◆ **YOUR INSTRUCTIONS**
Swap "countertop" for "worktop" in the rows from the line with "Where can the stone" through the last row, and write out those lines again with everything else left as it is.

◆ **RAW DATA**
---
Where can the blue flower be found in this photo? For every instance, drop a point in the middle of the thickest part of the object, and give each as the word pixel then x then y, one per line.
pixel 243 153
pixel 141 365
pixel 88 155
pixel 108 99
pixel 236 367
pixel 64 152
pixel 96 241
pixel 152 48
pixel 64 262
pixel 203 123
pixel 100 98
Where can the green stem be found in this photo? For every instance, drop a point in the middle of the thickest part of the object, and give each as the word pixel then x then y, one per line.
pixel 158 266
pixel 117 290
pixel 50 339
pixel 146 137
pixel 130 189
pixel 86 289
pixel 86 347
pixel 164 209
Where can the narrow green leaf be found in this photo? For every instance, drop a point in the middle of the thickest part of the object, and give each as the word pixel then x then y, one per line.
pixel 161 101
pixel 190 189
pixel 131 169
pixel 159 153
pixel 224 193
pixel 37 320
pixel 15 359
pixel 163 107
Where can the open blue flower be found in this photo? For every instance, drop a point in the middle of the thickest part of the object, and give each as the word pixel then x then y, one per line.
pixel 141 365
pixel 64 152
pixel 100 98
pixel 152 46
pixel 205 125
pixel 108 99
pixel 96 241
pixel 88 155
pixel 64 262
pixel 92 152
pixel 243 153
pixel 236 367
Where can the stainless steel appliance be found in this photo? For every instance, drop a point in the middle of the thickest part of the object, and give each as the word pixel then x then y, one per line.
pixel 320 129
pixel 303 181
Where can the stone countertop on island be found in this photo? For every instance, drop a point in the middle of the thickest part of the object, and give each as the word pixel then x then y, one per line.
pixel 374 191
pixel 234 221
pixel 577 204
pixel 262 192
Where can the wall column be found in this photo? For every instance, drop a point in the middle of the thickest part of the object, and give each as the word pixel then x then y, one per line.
---
◆ **OUTPUT**
Where can the stone worktop on island be found in this photo? For every instance, drop a point in the middle of the thickest part of the object, and give each as the word pixel then x then y, one per line.
pixel 374 191
pixel 234 221
pixel 577 204
pixel 262 192
Where can the wall column be found in this photo? For every instance, drop a point in the middle of the thickest part of the object, and give each as the word pixel then x then y, one per line.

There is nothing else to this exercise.